§ **Prompt**: Retype the rows below, beginning with the row that contains "pixel 634 349." and ending with the row that contains "pixel 264 425", both included, with every character unchanged.
+ + + + + + +
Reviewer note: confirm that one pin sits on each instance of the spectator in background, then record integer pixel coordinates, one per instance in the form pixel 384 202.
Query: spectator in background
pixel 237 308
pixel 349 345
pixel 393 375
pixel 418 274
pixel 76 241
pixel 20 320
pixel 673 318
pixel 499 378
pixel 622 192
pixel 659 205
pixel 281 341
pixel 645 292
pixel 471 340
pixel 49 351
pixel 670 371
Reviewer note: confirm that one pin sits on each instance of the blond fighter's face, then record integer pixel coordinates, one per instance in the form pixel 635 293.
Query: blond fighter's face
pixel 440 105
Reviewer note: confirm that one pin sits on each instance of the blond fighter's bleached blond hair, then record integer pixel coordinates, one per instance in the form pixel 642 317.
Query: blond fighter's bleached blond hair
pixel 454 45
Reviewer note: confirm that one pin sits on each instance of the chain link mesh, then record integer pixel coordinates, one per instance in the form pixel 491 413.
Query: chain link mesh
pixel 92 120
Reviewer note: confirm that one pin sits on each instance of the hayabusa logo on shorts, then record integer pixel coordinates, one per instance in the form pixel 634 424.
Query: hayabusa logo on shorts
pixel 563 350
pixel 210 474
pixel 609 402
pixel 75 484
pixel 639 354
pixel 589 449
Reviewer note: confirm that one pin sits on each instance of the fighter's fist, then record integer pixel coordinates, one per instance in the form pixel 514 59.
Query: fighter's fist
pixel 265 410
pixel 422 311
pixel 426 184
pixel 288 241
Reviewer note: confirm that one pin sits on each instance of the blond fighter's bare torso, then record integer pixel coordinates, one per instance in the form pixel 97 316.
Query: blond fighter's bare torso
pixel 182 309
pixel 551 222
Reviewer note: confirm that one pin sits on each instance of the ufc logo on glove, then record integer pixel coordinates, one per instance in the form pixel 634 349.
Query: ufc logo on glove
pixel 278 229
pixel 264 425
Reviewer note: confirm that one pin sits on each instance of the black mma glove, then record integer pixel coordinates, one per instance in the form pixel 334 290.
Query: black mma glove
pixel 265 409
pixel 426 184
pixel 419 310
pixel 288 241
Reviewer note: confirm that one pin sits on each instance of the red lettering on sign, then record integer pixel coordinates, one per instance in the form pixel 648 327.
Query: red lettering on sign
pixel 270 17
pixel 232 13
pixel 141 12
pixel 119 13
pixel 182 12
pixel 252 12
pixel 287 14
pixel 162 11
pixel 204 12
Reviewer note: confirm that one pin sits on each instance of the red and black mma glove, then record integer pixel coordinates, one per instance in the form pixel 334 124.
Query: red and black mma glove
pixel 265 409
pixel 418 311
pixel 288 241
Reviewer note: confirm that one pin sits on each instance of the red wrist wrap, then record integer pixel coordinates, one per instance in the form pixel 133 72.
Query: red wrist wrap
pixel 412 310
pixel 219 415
+ + + + + + +
§ **Expected output**:
Reviewer note: confirm that one pin sits on each instance of the ufc logo on glove, then record integer pixel coordinates, one per instance in the form pixel 634 349.
Query: ufc logo on glove
pixel 278 229
pixel 264 425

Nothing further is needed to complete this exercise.